Extract every line of the rows below verbatim, leaving out the pictures.

╔══

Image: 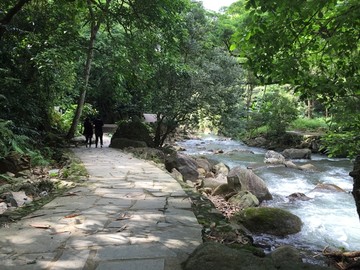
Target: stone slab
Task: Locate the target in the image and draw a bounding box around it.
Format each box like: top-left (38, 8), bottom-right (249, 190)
top-left (96, 259), bottom-right (164, 270)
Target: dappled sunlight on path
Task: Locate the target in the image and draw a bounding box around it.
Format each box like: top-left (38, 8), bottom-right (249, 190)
top-left (0, 137), bottom-right (202, 270)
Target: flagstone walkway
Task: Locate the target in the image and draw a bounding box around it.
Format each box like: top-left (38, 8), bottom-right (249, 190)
top-left (0, 138), bottom-right (202, 270)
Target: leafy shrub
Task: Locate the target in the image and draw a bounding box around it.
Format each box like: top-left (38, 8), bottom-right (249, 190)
top-left (249, 89), bottom-right (298, 137)
top-left (52, 103), bottom-right (98, 135)
top-left (289, 117), bottom-right (329, 131)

╚══

### RESULT FOR THIS TASK
Image: 
Target: stone slab
Task: Locate the target in the image and draw a bounding box around it.
Format each box like: top-left (38, 8), bottom-right (249, 190)
top-left (96, 259), bottom-right (164, 270)
Target: dappled sunlight on path
Task: Locate the target in the image and draw a bounding box around it.
Format each box like: top-left (38, 8), bottom-right (249, 190)
top-left (0, 137), bottom-right (202, 270)
Target: flagstone walkway
Task: Locate the target in the image and draw a bounding box around it.
Format each box like: top-left (38, 8), bottom-right (249, 190)
top-left (0, 138), bottom-right (202, 270)
Target: leafy shrub
Task: Locate the target in the image and draw a bounding box around it.
Format each box like: top-left (38, 8), bottom-right (249, 190)
top-left (249, 89), bottom-right (298, 137)
top-left (52, 103), bottom-right (98, 135)
top-left (289, 117), bottom-right (329, 131)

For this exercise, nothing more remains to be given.